(Dataset entries)
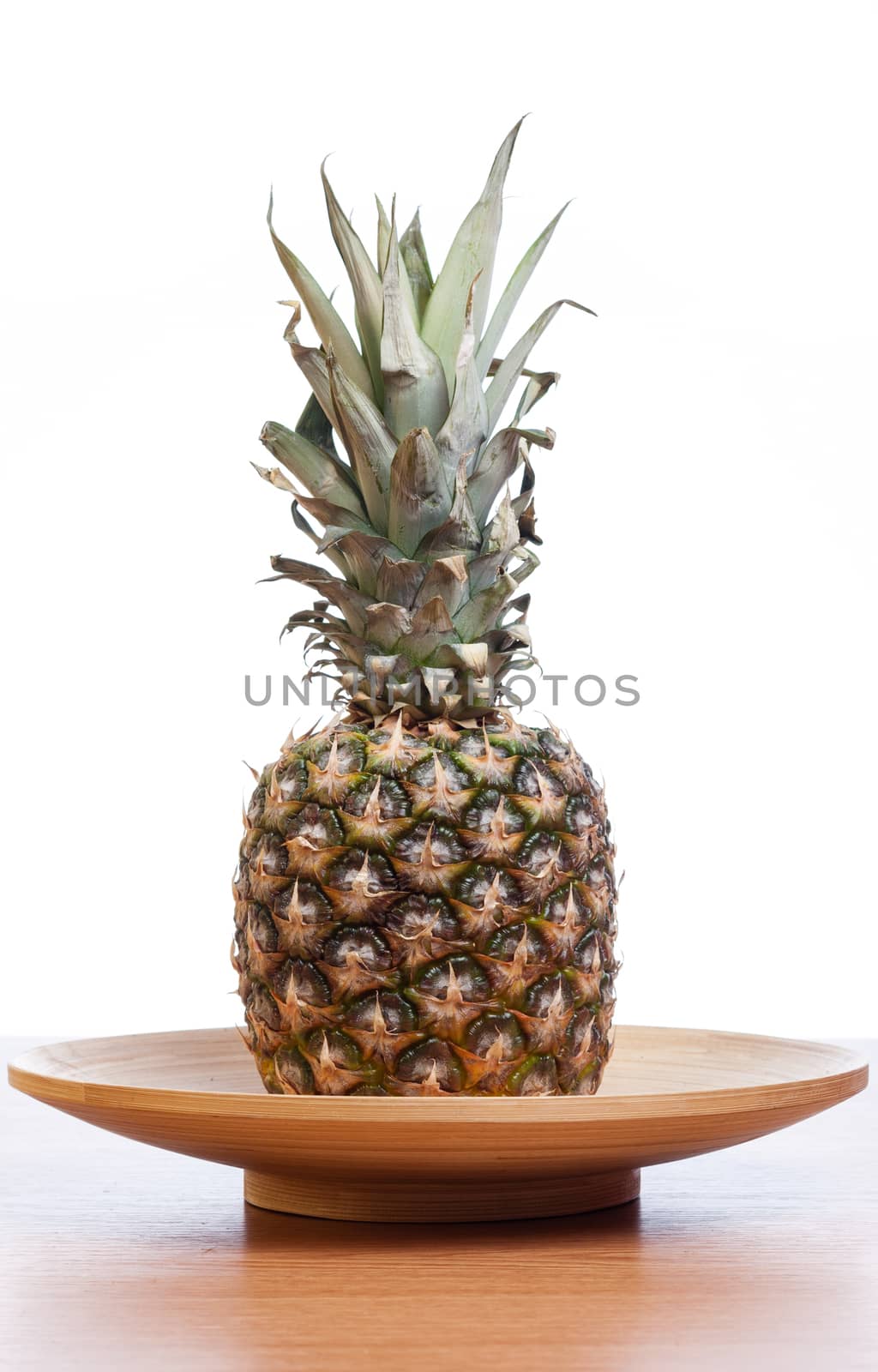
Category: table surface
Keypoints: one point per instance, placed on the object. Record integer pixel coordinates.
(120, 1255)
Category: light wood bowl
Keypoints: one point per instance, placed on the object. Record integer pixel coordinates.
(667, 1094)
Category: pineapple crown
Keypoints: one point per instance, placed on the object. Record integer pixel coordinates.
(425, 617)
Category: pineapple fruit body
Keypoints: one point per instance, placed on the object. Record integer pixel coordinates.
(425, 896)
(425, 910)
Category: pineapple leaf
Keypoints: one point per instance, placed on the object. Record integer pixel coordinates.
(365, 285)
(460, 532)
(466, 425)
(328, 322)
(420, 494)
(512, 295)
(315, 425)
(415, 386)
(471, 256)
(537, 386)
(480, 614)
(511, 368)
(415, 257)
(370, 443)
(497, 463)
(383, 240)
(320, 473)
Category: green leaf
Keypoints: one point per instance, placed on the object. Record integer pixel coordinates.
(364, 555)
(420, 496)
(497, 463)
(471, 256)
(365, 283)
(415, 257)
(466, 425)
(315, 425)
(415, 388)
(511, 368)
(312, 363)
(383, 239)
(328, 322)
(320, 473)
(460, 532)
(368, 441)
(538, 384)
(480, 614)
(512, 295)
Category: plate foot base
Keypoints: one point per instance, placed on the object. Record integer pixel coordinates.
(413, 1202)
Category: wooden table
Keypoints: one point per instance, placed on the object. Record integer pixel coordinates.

## TASK BRIEF
Would you return, unchanged, the lines from the one containing "Category: light wood bowl" through the end of the entries?

## ANSWER SPACE
Category: light wood bowl
Keypoints: one point per instance, placed on the object. Record integer pixel coordinates.
(667, 1094)
Category: pineapple crown
Keypoints: one point per instance, placed on the object. Record integer pixel coordinates.
(425, 617)
Category: pineapple fruit body
Keypoints: one point per instance, placed on the object. Record integer pixel coordinates.
(425, 896)
(425, 910)
Category: pineapple leaf
Keypoints: one point per instance, placed on the object. Record integer pixel coordinates.
(365, 285)
(460, 532)
(466, 425)
(328, 322)
(420, 494)
(512, 295)
(315, 425)
(415, 386)
(471, 256)
(537, 386)
(480, 614)
(511, 368)
(415, 257)
(370, 443)
(497, 463)
(383, 240)
(320, 473)
Category: green leaf
Keypoints: one point per instance, placed on the object. Record integer pixel coordinates.
(364, 555)
(420, 496)
(497, 463)
(471, 256)
(365, 283)
(415, 257)
(466, 425)
(315, 425)
(415, 388)
(511, 368)
(312, 363)
(383, 239)
(328, 322)
(320, 473)
(460, 532)
(368, 441)
(538, 384)
(480, 614)
(512, 295)
Category: plate foot base
Keypoints: one point per instance, placed on the object. Record integer pixel coordinates.
(413, 1202)
Category: wooden table
Keypoints: one point per instance, placed on the object. Record integer pixel coordinates.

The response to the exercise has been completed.